** Set exercise **
Rewrite the items below, changing each "decorative ironwork" to "ornamental metalwork" and keeping everything else the same.

** Start of Data for the task **

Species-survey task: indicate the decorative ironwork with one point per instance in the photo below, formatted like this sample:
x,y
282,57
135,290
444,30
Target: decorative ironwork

** End of Data for the task **

** Solved problem **
Species-survey task: indicate the ornamental metalwork with one point per instance in the photo below, formatted like this sample:
x,y
282,57
135,290
444,30
Target: ornamental metalwork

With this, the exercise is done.